— Start SUPPLIED INFORMATION —

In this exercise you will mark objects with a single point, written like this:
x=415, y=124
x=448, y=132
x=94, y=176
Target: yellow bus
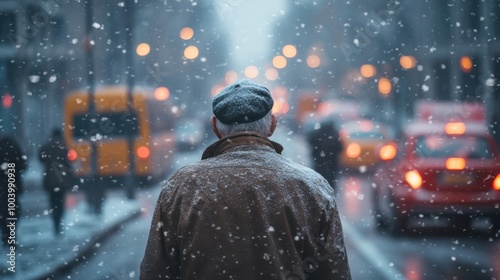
x=120, y=138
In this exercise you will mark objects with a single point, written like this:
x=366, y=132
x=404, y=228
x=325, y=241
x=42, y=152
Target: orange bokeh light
x=353, y=150
x=455, y=128
x=407, y=61
x=186, y=33
x=230, y=77
x=466, y=64
x=289, y=51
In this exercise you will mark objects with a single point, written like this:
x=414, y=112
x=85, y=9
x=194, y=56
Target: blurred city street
x=112, y=246
x=401, y=96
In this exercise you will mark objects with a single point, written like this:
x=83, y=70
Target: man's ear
x=213, y=124
x=274, y=123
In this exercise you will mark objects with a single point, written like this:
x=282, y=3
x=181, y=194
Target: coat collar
x=239, y=139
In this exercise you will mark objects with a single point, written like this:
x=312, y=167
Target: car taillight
x=455, y=164
x=353, y=150
x=72, y=155
x=387, y=152
x=143, y=152
x=414, y=179
x=496, y=183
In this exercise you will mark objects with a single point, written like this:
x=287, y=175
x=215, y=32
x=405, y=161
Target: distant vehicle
x=362, y=141
x=449, y=169
x=190, y=134
x=121, y=138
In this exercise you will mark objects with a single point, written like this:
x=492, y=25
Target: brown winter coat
x=245, y=212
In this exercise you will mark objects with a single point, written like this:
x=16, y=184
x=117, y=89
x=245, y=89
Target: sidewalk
x=39, y=253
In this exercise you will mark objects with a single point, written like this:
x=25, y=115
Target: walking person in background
x=244, y=211
x=11, y=159
x=325, y=150
x=57, y=176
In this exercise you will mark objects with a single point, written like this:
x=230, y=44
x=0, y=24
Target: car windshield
x=443, y=146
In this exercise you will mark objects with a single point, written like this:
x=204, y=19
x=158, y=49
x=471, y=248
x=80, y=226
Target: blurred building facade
x=45, y=46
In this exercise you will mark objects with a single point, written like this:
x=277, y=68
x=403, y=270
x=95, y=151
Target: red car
x=440, y=170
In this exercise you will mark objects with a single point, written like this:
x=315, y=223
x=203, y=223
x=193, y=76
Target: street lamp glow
x=279, y=61
x=384, y=86
x=143, y=49
x=289, y=51
x=191, y=52
x=230, y=77
x=271, y=74
x=186, y=33
x=251, y=71
x=313, y=61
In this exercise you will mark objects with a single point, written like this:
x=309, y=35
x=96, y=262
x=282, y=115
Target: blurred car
x=440, y=170
x=190, y=134
x=361, y=141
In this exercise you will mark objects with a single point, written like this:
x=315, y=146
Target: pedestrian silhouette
x=325, y=145
x=57, y=176
x=12, y=163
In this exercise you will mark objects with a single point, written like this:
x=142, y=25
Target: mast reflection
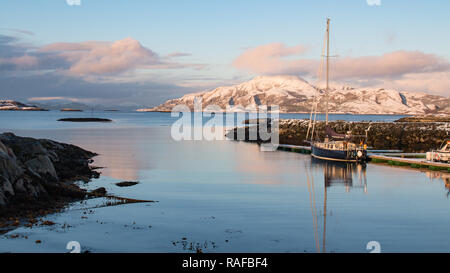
x=334, y=174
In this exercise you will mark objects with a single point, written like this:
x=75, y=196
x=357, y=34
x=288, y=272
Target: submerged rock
x=127, y=183
x=99, y=192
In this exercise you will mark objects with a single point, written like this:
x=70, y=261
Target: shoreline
x=39, y=175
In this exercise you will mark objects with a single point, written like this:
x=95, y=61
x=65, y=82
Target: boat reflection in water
x=334, y=174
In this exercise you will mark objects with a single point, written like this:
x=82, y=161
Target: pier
x=391, y=157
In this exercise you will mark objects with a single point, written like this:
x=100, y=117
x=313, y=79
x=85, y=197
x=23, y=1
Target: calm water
x=227, y=196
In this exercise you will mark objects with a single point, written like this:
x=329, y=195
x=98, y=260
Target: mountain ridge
x=295, y=95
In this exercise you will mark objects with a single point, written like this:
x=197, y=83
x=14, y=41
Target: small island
x=85, y=120
x=71, y=110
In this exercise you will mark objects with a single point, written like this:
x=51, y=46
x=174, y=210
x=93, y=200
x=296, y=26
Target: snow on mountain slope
x=294, y=94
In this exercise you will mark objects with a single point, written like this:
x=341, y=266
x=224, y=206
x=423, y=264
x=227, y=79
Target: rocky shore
x=407, y=136
x=37, y=175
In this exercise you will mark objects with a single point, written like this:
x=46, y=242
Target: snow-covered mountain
x=293, y=94
x=18, y=106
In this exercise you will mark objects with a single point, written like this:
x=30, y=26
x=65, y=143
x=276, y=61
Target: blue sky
x=215, y=33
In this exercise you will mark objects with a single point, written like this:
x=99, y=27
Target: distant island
x=11, y=105
x=85, y=119
x=295, y=95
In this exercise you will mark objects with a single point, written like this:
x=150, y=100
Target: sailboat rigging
x=336, y=147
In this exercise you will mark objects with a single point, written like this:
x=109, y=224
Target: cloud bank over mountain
x=412, y=70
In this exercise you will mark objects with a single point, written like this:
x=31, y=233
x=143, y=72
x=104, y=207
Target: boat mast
x=328, y=67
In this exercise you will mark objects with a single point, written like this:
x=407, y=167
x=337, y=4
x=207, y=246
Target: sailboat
x=336, y=147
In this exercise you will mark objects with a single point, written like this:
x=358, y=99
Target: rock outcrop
x=36, y=173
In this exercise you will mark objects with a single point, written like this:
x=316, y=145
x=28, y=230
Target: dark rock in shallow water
x=85, y=119
x=98, y=192
x=35, y=174
x=425, y=119
x=126, y=183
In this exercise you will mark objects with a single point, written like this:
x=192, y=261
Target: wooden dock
x=295, y=148
x=391, y=157
x=411, y=162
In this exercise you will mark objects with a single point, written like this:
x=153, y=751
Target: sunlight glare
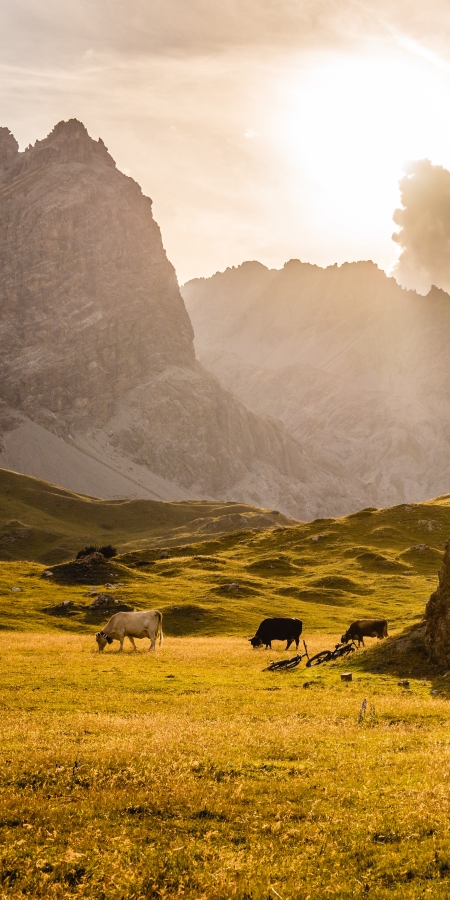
x=345, y=131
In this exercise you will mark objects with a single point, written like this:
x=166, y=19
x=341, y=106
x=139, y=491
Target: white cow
x=147, y=623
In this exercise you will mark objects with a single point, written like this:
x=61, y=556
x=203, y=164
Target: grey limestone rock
x=96, y=345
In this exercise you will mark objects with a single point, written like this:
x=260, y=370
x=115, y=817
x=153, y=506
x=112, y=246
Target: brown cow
x=147, y=623
x=365, y=628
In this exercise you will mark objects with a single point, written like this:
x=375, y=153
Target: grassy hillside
x=43, y=523
x=327, y=572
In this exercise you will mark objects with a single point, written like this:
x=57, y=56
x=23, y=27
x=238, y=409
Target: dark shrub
x=108, y=551
x=86, y=552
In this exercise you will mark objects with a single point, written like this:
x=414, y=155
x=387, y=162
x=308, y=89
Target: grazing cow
x=277, y=630
x=365, y=628
x=131, y=624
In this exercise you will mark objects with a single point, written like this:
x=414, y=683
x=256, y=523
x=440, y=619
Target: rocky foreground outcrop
x=437, y=616
x=96, y=346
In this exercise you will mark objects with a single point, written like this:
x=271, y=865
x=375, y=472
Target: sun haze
x=261, y=130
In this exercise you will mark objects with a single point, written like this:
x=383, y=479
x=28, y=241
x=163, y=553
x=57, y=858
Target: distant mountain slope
x=44, y=523
x=96, y=346
x=353, y=365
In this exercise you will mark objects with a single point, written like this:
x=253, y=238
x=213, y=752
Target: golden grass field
x=192, y=773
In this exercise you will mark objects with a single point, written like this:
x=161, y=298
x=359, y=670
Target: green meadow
x=193, y=772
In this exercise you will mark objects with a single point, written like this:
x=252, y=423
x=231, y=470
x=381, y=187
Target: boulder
x=437, y=616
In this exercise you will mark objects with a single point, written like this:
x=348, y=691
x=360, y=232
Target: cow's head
x=102, y=640
x=255, y=642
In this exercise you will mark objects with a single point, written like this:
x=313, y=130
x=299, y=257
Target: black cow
x=288, y=630
x=365, y=628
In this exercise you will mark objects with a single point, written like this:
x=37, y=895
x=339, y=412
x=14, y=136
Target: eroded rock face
x=437, y=616
x=90, y=303
x=96, y=345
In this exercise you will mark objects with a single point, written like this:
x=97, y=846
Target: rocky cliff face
x=437, y=616
x=97, y=347
x=354, y=366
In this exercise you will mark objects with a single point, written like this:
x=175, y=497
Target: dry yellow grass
x=120, y=781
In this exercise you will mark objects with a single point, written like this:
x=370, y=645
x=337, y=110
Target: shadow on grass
x=403, y=656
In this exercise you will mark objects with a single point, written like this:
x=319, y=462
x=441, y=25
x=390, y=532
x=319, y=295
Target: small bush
x=107, y=551
x=86, y=552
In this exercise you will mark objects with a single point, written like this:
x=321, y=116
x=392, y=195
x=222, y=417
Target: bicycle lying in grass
x=284, y=665
x=339, y=651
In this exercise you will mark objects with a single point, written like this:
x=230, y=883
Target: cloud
x=424, y=221
x=49, y=29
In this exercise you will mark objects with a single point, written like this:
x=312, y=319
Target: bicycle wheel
x=319, y=658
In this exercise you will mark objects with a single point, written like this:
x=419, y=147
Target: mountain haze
x=97, y=350
x=353, y=365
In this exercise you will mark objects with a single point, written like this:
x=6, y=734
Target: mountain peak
x=71, y=142
x=9, y=147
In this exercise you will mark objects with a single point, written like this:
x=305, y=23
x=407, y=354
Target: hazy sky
x=262, y=129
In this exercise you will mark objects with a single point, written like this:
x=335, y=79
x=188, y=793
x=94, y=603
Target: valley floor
x=192, y=773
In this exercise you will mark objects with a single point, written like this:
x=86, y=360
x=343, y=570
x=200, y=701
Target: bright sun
x=344, y=131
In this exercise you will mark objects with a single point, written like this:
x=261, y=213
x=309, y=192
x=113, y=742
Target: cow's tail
x=159, y=631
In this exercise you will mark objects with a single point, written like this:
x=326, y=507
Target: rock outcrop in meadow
x=437, y=616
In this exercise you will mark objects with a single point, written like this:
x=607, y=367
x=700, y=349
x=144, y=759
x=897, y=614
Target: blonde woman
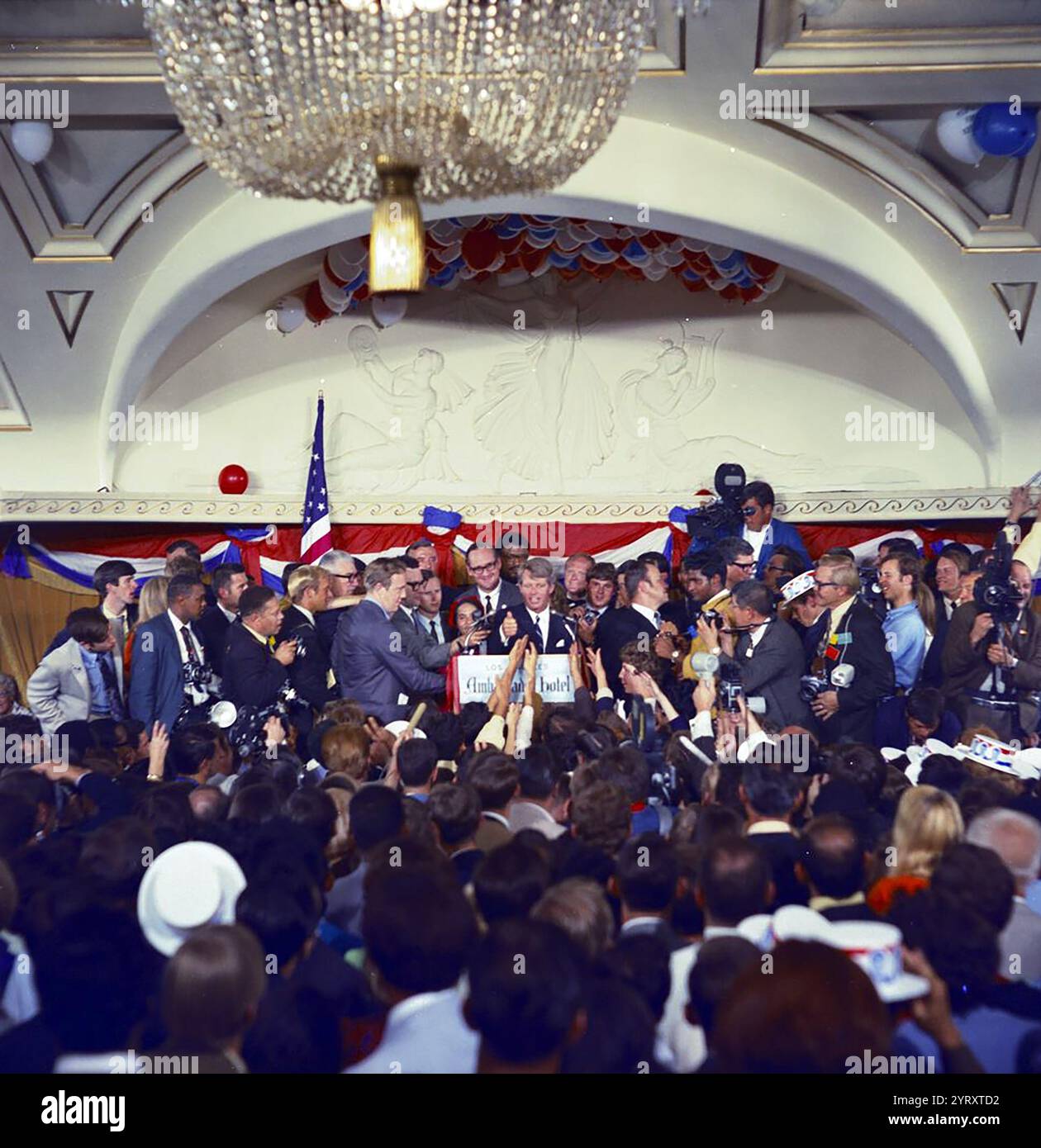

— End SUPPLIED INFORMATION —

* [PROMPT] From the records above, copy out every line that contains the string "small", one line per line of output.

* [ANSWER BELOW]
Target: small island
Target: small bush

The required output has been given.